Task goal: Reproduce the lines below, replacing "thankful" with "grateful" wherever it occurs and keeping everything else unchanged.
************
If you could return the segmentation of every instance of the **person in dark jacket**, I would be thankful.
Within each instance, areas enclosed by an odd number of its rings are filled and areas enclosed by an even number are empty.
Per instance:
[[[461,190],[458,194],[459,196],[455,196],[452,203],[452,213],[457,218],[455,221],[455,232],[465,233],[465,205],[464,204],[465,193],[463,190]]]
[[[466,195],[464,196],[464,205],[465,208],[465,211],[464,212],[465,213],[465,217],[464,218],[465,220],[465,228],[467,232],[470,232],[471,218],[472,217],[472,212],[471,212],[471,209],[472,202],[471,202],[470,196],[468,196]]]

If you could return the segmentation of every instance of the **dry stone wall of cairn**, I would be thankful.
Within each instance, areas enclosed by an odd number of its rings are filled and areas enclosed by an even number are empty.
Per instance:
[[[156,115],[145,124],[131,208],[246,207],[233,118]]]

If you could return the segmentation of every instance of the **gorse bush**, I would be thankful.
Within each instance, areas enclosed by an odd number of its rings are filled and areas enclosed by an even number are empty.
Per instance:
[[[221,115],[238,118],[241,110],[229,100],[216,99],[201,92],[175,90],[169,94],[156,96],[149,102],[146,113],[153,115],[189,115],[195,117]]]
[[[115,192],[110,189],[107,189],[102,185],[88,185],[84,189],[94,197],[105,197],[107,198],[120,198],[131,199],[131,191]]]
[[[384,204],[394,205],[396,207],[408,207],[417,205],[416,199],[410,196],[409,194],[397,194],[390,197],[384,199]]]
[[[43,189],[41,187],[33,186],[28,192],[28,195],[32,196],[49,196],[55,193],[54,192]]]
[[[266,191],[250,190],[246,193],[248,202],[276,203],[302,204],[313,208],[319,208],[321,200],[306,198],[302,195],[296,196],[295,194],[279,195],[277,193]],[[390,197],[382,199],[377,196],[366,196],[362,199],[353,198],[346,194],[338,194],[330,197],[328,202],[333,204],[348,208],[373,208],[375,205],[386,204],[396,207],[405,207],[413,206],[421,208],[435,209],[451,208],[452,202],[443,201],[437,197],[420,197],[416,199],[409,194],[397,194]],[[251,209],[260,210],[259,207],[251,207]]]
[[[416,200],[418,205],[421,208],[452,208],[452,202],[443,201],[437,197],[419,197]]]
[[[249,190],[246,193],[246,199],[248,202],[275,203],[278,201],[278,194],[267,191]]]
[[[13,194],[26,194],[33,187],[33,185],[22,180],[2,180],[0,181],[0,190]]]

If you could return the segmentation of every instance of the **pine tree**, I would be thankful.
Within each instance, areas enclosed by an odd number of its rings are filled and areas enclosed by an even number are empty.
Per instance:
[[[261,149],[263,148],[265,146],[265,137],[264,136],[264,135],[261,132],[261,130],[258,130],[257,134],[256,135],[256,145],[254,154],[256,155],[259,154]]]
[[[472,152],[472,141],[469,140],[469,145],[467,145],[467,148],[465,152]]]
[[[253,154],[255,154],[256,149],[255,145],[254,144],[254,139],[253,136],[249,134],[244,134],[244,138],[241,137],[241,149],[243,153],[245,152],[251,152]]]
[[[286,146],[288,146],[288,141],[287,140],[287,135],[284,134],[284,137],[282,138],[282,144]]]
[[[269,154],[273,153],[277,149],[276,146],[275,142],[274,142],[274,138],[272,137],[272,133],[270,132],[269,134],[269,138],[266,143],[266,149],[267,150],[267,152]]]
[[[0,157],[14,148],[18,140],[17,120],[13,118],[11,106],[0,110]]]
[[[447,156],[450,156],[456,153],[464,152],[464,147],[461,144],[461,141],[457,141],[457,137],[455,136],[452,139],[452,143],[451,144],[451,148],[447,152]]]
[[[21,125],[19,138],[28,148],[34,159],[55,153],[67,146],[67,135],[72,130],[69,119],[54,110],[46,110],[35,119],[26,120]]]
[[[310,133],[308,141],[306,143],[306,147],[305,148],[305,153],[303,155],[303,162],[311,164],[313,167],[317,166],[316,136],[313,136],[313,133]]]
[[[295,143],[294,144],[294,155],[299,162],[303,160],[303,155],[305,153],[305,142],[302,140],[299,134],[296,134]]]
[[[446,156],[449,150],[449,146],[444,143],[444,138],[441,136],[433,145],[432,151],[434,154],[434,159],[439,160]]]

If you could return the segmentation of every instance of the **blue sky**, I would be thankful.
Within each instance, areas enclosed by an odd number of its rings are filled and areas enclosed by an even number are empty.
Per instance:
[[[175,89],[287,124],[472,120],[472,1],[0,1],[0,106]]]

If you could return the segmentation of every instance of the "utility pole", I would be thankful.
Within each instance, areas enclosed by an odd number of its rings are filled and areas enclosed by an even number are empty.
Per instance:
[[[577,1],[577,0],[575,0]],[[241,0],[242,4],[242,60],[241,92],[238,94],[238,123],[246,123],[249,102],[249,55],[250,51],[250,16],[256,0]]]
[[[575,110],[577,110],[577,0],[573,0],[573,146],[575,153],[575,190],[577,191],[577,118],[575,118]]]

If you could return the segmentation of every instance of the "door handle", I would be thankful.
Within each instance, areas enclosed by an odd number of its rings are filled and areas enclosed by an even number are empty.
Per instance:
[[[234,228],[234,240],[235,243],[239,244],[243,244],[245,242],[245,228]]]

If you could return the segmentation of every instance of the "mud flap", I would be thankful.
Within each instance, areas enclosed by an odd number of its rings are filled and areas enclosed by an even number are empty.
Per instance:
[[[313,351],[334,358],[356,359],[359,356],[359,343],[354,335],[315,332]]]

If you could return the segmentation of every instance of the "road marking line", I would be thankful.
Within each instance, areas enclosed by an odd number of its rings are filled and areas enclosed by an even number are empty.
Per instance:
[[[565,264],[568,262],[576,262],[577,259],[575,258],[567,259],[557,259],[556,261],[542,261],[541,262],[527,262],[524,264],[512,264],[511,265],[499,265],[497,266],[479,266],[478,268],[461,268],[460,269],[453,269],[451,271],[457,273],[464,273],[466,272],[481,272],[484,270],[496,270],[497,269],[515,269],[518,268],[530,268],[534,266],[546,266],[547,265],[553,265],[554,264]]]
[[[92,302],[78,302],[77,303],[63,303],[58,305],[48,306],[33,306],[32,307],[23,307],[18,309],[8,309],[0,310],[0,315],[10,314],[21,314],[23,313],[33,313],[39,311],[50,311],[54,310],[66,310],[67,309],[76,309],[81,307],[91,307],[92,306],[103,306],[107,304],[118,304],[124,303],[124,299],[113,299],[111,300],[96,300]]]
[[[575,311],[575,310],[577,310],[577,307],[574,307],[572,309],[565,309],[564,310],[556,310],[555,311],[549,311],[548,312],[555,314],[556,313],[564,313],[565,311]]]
************
Final answer:
If you could return the segmentation of every instance of the **person in dark jacket**, I would be grateful.
Within each instance, areas enclosed by an odd number of its rings are filled and areas enclosed by an even number are empty.
Per instance:
[[[461,190],[458,194],[459,196],[455,196],[452,203],[452,213],[457,218],[455,221],[455,232],[465,233],[465,205],[464,204],[465,193],[463,190]]]
[[[466,195],[464,196],[464,205],[465,208],[465,211],[464,212],[465,213],[465,217],[464,218],[465,220],[465,228],[467,232],[470,232],[471,218],[472,217],[472,212],[471,212],[471,209],[472,202],[471,202],[470,196],[468,196]]]

If you could return the segmentation of every instance of the **dry stone wall of cairn**, I would be grateful.
Within each instance, areas enclosed by an odd number of its rings are filled and areas enclosed by an even number are empty.
Per instance:
[[[156,115],[145,124],[131,208],[246,207],[233,118]]]

If you could return the segmentation of every instance of the **gorse bush**, I would be grateful.
Within each instance, areas enclosed by an odd number of its rings are filled and areas enclosed by an even number are empty.
Per instance:
[[[221,115],[238,118],[241,110],[229,100],[216,99],[201,92],[175,90],[169,94],[156,96],[149,102],[146,113],[153,115],[189,115],[195,117]]]
[[[115,192],[110,189],[107,189],[102,185],[88,185],[84,189],[94,197],[105,197],[107,198],[120,198],[131,199],[131,191]]]
[[[384,204],[394,205],[396,207],[408,207],[417,205],[416,199],[410,196],[409,194],[397,194],[390,197],[384,199]]]
[[[43,189],[41,187],[33,186],[28,192],[28,195],[32,196],[49,196],[55,193],[54,192]]]
[[[266,191],[250,190],[246,193],[248,202],[276,203],[302,204],[313,208],[319,208],[321,200],[306,198],[302,195],[296,196],[295,194],[279,195],[277,193]],[[390,197],[382,199],[377,196],[366,196],[362,199],[353,198],[346,194],[338,194],[330,197],[328,202],[333,204],[348,208],[373,208],[375,205],[386,204],[396,207],[405,207],[413,206],[421,208],[435,209],[451,208],[452,202],[443,201],[437,197],[420,197],[416,199],[409,194],[397,194]],[[251,209],[260,210],[259,207],[251,207]]]
[[[416,200],[418,205],[421,208],[452,208],[452,202],[443,201],[437,197],[419,197]]]
[[[249,190],[246,193],[246,199],[248,202],[275,203],[278,201],[278,194],[267,191]]]
[[[13,194],[26,194],[33,187],[33,185],[22,180],[2,180],[0,181],[0,190]]]

If you could return the segmentation of every instance of the **pine tree**, I would be grateful.
Within each instance, areas enclosed by an odd number of its rings are filled and areas enclosed by an even number are empty.
Per instance:
[[[261,149],[263,148],[265,146],[265,137],[264,136],[264,135],[261,132],[261,130],[258,130],[257,134],[256,135],[256,145],[254,154],[256,155],[259,154]]]
[[[472,152],[472,141],[469,140],[469,145],[467,145],[467,148],[465,152]]]
[[[253,154],[255,154],[256,149],[255,145],[254,144],[254,139],[253,136],[249,134],[244,134],[244,138],[241,137],[241,149],[243,153],[245,152],[251,152]]]
[[[286,146],[288,146],[288,141],[287,140],[287,135],[284,134],[284,137],[282,138],[282,144]]]
[[[269,154],[273,153],[277,149],[276,146],[275,142],[274,142],[274,138],[272,137],[272,133],[270,132],[269,134],[269,138],[266,143],[266,149],[267,150],[267,152]]]
[[[0,157],[14,148],[18,140],[17,120],[13,118],[11,106],[0,110]]]
[[[447,156],[450,156],[456,153],[464,152],[464,147],[461,144],[461,141],[457,141],[457,137],[455,136],[452,139],[452,143],[451,144],[451,148],[447,152]]]
[[[21,125],[19,138],[28,148],[34,159],[55,153],[67,146],[67,135],[72,130],[69,119],[54,110],[46,110],[35,119],[26,120]]]
[[[310,133],[308,141],[306,143],[306,147],[305,148],[305,153],[303,155],[303,162],[311,164],[313,167],[317,166],[316,136],[313,136],[313,133]]]
[[[295,143],[294,144],[294,155],[299,162],[303,160],[303,155],[305,153],[305,142],[302,140],[299,134],[296,134]]]
[[[446,156],[449,150],[449,146],[444,143],[444,138],[441,136],[433,145],[432,151],[434,154],[434,159],[439,160]]]

If you could return the segmentation of every instance of the **blue sky**, I would be grateful.
Within each instance, areas enclosed by an odd number of its rings are filled and areas enclosed by an even number are empty.
Per instance:
[[[175,89],[287,124],[472,120],[472,1],[0,1],[0,106]]]

If you could return the segmentation of every instance of the "utility pole", I would be grateful.
Within each instance, areas enclosed by an odd number of its rings are filled and areas enclosed by an even number are empty.
Per instance:
[[[577,1],[577,0],[575,0]],[[241,0],[242,4],[242,60],[241,92],[238,94],[238,123],[246,123],[249,102],[249,55],[250,51],[250,16],[256,0]]]
[[[575,110],[577,110],[577,0],[573,0],[573,146],[575,153],[575,190],[577,191],[577,118],[575,118]]]

If you could return the segmentation of every instance of the "door handle", I would be grateful.
Within each instance, areas enclosed by an odd number of its rings are filled and areas enclosed by an even number are empty.
Per instance:
[[[234,228],[234,240],[235,243],[239,244],[243,244],[245,242],[245,228]]]

If you could return the segmentation of every instance of the "mud flap", I would be grateful.
Within each instance, areas enclosed by an odd number of its rings are filled and areas enclosed by an even number are empty.
Per instance:
[[[313,351],[334,358],[356,359],[359,356],[359,343],[354,335],[315,332]]]

If you could return the segmentation of every instance of the "road marking line", I would be grateful.
Within each instance, areas enclosed by an odd number of its rings are filled and areas enclosed by an even number are empty.
Per instance:
[[[565,264],[568,262],[576,262],[577,259],[575,258],[567,259],[557,259],[556,261],[542,261],[541,262],[527,262],[524,264],[512,264],[511,265],[499,265],[497,266],[479,266],[478,268],[461,268],[460,269],[453,269],[451,271],[457,273],[464,273],[466,272],[481,272],[484,270],[496,270],[497,269],[515,269],[518,268],[530,268],[534,266],[546,266],[547,265],[553,265],[554,264]]]
[[[92,302],[78,302],[77,303],[63,303],[58,305],[48,306],[33,306],[32,307],[23,307],[18,309],[8,309],[0,310],[0,315],[10,314],[21,314],[23,313],[33,313],[39,311],[50,311],[54,310],[66,310],[67,309],[76,309],[81,307],[91,307],[92,306],[103,306],[107,304],[118,304],[124,303],[124,299],[113,299],[111,300],[96,300]]]
[[[575,311],[575,310],[577,310],[577,307],[574,307],[572,309],[565,309],[564,310],[556,310],[555,311],[549,311],[548,312],[555,314],[556,313],[564,313],[565,311]]]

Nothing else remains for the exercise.